À Kengisbruk, le Muonio perd son nom. Le Tornea, qui vient d’arriver, lui impose le sien. C’est une de ces injustices qui s’exerce parmi les fleuves comme parmi les hommes. Le Tornea entraîne à sa suite son puissant rival, et tous deux se déroulent dans l’espace, élargissent leur couche, s’arrondissent autour d’une île, ou s’étendent en face de la côte, comme les eaux d’un lac.

Vers midi, nous arrivâmes dans une maison plus élégante encore que celle de Kengis. Elle appartient à M. Ekstrœm, paysan riche et intelligent, qui a lui-même fait son éducation et celle de sa famille. Il était absent lorsque nous nous présentâmes pour le voir ; mais sa femme vint au-devant de nous, et nous fit entrer dans un joli salon, où nous aperçûmes des gravures choisies, des livres, des cahiers de musique et un piano. C’était le premier que nous voyions depuis long-temps. Sous les fenêtres s’étendait un jardin potager, parsemé de quelques tiges de fleurs, et d’un autre côté était la ferme avec une plantation d’arbres. Pendant que nous observions tous les embellissemens de ce domaine champêtre, deux jeunes filles, habillées avec autant de simplicité que de bon goût, entrèrent dans le salon et nous saluèrent avec le sourire de la bienveillance sur les lèvres. Nous les priâmes de chanter. Elles s’assirent devant le piano, et chantèrent des mélodies de Suède et de Norvége et des poésies finlandaises, dont nous aurions voulu emporter avec nous les tons suaves et mélancoliques ; puis elles se levèrent et nous offrirent l’une après l’autre du vin de Porto, des biscuits, du café. Leur mère était là qui les encourageait à nous servir, et qui nous apportait elle-même la tasse et le flacon. Au moment où nous allions quitter cette bonne et honnête famille, pour rejoindre notre bateau, nous nous aperçûmes que les deux jeunes filles n’avaient parlé suédois avec nous que par modestie, car elles comprenaient et parlaient facilement le français. Nous leur demandâmes qui leur avait appris cette langue, et elles nous dirent que c’était leur père. Qui leur avait appris la musique ? C’était leur père. Nous inscrivîmes avec un sentiment de respect sur notre album de voyageur le nom de cet excellent homme et celui de ses deux filles, pareilles à deux violettes cachées dans la solitude et le silence des bois.

▶ **Objectif 1**: Transcrivez le passage du texte du document qui va de « À Kengisbruk, le » jusqu'à « eaux d’un lac. » inclus.
▶ **Objectif 2**: D'après le texte du document, qui avait appris le français et la musique aux deux jeunes filles ?
Les entrées n'ont aucun lien avec le texte du document.

Exemples d'étiquetage de points
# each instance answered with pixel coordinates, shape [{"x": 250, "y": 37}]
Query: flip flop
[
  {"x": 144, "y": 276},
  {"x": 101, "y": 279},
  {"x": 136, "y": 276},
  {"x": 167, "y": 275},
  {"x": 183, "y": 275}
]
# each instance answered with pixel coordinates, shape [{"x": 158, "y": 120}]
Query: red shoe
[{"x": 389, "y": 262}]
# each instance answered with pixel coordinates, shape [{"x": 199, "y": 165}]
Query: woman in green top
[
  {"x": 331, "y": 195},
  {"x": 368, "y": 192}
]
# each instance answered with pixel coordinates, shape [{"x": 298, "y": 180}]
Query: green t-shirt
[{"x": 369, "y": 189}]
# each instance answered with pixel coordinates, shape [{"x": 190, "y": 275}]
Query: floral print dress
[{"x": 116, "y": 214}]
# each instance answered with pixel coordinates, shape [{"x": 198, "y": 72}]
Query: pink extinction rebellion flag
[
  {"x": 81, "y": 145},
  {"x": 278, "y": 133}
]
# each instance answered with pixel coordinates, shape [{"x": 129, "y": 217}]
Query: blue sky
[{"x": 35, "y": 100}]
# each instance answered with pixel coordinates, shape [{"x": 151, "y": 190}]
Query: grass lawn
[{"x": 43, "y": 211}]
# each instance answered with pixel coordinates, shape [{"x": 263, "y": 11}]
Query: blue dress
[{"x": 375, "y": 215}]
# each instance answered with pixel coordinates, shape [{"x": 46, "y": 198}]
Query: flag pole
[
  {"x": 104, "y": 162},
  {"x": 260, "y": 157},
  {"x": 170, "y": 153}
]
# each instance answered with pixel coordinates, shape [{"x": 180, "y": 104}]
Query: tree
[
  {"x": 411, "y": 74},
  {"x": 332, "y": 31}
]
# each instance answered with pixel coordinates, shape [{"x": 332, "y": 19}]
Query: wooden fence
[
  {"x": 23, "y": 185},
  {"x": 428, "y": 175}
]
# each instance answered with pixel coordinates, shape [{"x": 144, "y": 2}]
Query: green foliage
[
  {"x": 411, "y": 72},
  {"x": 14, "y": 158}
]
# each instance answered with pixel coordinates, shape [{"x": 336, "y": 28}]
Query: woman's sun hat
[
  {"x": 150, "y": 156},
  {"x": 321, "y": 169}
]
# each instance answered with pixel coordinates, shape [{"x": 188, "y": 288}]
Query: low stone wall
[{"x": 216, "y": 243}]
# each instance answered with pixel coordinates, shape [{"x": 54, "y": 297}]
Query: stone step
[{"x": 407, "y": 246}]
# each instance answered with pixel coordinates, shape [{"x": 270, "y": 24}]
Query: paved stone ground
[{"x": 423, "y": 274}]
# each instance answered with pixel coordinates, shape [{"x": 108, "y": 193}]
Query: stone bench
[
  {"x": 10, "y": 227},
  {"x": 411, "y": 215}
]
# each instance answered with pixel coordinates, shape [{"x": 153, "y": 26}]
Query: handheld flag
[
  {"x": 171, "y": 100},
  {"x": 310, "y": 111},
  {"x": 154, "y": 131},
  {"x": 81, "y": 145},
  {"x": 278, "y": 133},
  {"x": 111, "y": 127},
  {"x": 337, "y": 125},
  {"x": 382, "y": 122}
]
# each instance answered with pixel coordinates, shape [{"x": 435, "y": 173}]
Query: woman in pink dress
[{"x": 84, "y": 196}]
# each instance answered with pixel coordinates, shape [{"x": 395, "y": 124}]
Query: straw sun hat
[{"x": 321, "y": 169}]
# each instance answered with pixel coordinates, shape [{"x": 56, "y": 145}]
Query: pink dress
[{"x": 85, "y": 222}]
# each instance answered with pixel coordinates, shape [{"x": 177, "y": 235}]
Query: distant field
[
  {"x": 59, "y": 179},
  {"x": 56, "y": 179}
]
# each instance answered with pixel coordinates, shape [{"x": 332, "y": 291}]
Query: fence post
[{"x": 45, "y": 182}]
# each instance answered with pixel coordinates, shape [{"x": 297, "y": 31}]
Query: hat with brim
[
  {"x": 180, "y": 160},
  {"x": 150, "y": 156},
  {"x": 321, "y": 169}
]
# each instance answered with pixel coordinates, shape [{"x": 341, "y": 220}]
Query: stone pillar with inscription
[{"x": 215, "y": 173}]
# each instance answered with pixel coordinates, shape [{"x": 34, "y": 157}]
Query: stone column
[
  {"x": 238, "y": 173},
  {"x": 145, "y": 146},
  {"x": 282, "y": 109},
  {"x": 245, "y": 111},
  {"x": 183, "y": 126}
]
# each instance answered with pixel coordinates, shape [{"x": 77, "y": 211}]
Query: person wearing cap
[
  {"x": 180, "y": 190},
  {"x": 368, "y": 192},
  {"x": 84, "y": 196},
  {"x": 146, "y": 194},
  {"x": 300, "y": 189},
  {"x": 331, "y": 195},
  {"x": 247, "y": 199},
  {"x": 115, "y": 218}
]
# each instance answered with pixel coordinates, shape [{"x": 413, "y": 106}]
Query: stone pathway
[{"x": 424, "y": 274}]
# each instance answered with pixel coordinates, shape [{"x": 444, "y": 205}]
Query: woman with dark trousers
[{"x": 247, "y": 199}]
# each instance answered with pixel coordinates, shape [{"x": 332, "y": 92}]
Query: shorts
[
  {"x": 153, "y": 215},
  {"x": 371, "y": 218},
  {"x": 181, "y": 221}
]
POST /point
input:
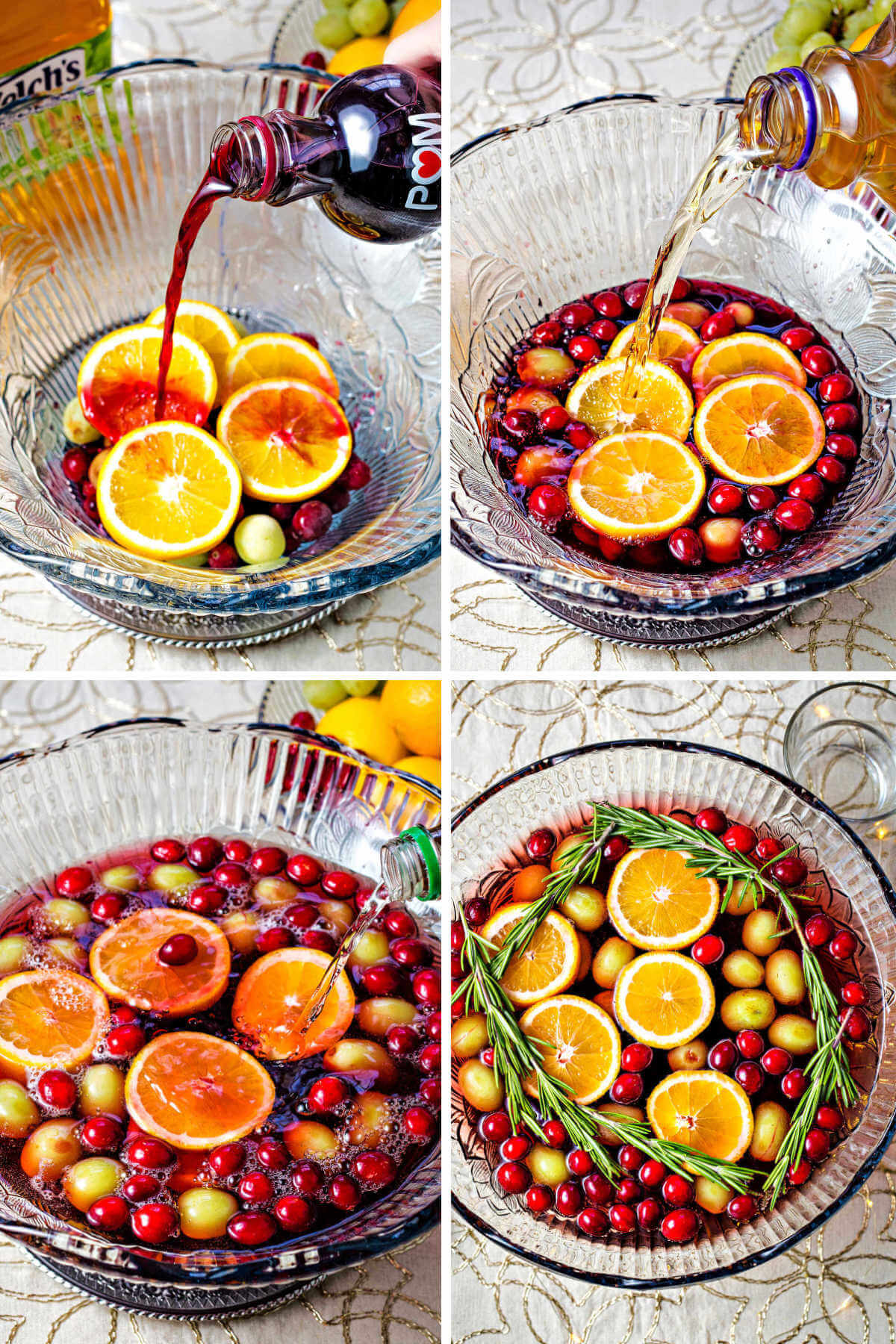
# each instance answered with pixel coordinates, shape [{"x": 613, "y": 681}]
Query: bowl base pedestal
[
  {"x": 180, "y": 631},
  {"x": 645, "y": 633}
]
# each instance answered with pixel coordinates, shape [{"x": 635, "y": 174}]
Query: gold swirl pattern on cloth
[
  {"x": 391, "y": 1300},
  {"x": 836, "y": 1288},
  {"x": 514, "y": 60}
]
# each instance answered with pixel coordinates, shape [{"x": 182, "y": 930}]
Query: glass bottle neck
[{"x": 411, "y": 866}]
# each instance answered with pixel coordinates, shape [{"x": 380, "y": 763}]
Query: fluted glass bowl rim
[
  {"x": 754, "y": 597},
  {"x": 223, "y": 593},
  {"x": 329, "y": 1257},
  {"x": 874, "y": 1159}
]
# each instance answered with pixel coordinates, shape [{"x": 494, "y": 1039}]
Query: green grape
[
  {"x": 815, "y": 42},
  {"x": 781, "y": 58},
  {"x": 334, "y": 28},
  {"x": 323, "y": 695},
  {"x": 368, "y": 16}
]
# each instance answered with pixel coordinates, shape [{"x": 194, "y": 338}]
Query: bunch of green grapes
[
  {"x": 341, "y": 22},
  {"x": 809, "y": 25}
]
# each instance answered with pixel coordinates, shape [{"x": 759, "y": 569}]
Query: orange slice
[
  {"x": 168, "y": 490},
  {"x": 578, "y": 1042},
  {"x": 662, "y": 403},
  {"x": 277, "y": 355},
  {"x": 290, "y": 438},
  {"x": 50, "y": 1019},
  {"x": 637, "y": 485},
  {"x": 742, "y": 354},
  {"x": 664, "y": 999},
  {"x": 759, "y": 430},
  {"x": 676, "y": 344},
  {"x": 655, "y": 900},
  {"x": 213, "y": 329},
  {"x": 547, "y": 967},
  {"x": 704, "y": 1110},
  {"x": 270, "y": 1001},
  {"x": 119, "y": 379},
  {"x": 125, "y": 961},
  {"x": 195, "y": 1090}
]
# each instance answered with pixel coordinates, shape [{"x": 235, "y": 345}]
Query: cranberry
[
  {"x": 272, "y": 1155},
  {"x": 711, "y": 820},
  {"x": 723, "y": 1055},
  {"x": 576, "y": 315},
  {"x": 818, "y": 361},
  {"x": 832, "y": 470},
  {"x": 775, "y": 1062},
  {"x": 842, "y": 945},
  {"x": 615, "y": 848},
  {"x": 496, "y": 1127},
  {"x": 514, "y": 1177},
  {"x": 818, "y": 930},
  {"x": 761, "y": 497},
  {"x": 739, "y": 839},
  {"x": 608, "y": 302},
  {"x": 626, "y": 1089},
  {"x": 304, "y": 870},
  {"x": 709, "y": 949},
  {"x": 108, "y": 1214},
  {"x": 593, "y": 1222},
  {"x": 750, "y": 1043},
  {"x": 568, "y": 1199},
  {"x": 856, "y": 1023},
  {"x": 635, "y": 1058},
  {"x": 125, "y": 1041},
  {"x": 252, "y": 1228},
  {"x": 178, "y": 951},
  {"x": 153, "y": 1222},
  {"x": 742, "y": 1207},
  {"x": 652, "y": 1172},
  {"x": 143, "y": 1186},
  {"x": 687, "y": 547},
  {"x": 418, "y": 1122},
  {"x": 307, "y": 1177},
  {"x": 109, "y": 906},
  {"x": 622, "y": 1219},
  {"x": 797, "y": 337},
  {"x": 293, "y": 1213},
  {"x": 57, "y": 1089},
  {"x": 597, "y": 1189},
  {"x": 579, "y": 1163},
  {"x": 101, "y": 1135},
  {"x": 828, "y": 1117},
  {"x": 793, "y": 1085}
]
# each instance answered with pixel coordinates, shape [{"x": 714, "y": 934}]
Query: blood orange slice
[
  {"x": 119, "y": 379},
  {"x": 195, "y": 1090},
  {"x": 125, "y": 961},
  {"x": 759, "y": 430},
  {"x": 50, "y": 1019},
  {"x": 289, "y": 438},
  {"x": 270, "y": 1001},
  {"x": 742, "y": 354}
]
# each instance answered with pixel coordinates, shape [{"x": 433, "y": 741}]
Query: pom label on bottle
[{"x": 426, "y": 161}]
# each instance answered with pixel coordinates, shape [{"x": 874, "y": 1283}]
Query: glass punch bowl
[
  {"x": 581, "y": 199},
  {"x": 93, "y": 186},
  {"x": 489, "y": 833},
  {"x": 134, "y": 781}
]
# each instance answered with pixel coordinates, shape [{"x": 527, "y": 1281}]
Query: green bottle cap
[{"x": 423, "y": 840}]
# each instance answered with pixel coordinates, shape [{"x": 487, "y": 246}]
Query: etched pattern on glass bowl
[
  {"x": 489, "y": 835},
  {"x": 581, "y": 199},
  {"x": 134, "y": 781},
  {"x": 93, "y": 188}
]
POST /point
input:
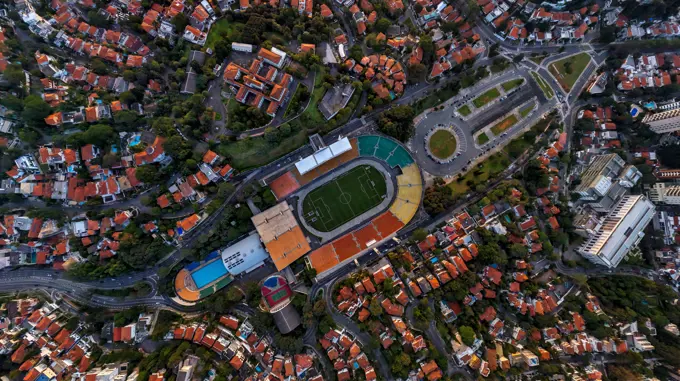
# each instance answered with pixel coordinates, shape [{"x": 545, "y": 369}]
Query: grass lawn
[
  {"x": 296, "y": 94},
  {"x": 486, "y": 97},
  {"x": 344, "y": 198},
  {"x": 256, "y": 152},
  {"x": 435, "y": 99},
  {"x": 526, "y": 110},
  {"x": 482, "y": 138},
  {"x": 219, "y": 28},
  {"x": 547, "y": 90},
  {"x": 578, "y": 64},
  {"x": 538, "y": 59},
  {"x": 442, "y": 144},
  {"x": 507, "y": 86},
  {"x": 504, "y": 124},
  {"x": 491, "y": 167},
  {"x": 312, "y": 112}
]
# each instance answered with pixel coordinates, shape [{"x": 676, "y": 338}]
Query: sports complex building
[{"x": 335, "y": 205}]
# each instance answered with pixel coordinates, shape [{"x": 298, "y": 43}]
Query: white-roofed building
[
  {"x": 622, "y": 229},
  {"x": 245, "y": 255},
  {"x": 323, "y": 155},
  {"x": 341, "y": 146}
]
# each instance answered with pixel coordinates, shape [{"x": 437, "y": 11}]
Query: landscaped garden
[
  {"x": 567, "y": 70},
  {"x": 442, "y": 144},
  {"x": 486, "y": 97},
  {"x": 478, "y": 175},
  {"x": 504, "y": 124},
  {"x": 547, "y": 90},
  {"x": 482, "y": 138},
  {"x": 220, "y": 29},
  {"x": 507, "y": 86},
  {"x": 526, "y": 110}
]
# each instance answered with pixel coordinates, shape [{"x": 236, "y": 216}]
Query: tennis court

▶ **Réponse attendue 1**:
À Kengisbruk, le Muonio perd son nom. Le Tornea, qui vient d’arriver, lui impose le sien. C’est une de ces injustices qui s’exerce parmi les fleuves comme parmi les hommes. Le Tornea entraîne à sa suite son puissant rival, et tous deux se déroulent dans l’espace, élargissent leur couche, s’arrondissent autour d’une île, ou s’étendent en face de la côte, comme les eaux d’un lac.

▶ **Réponse attendue 2**: Leur père.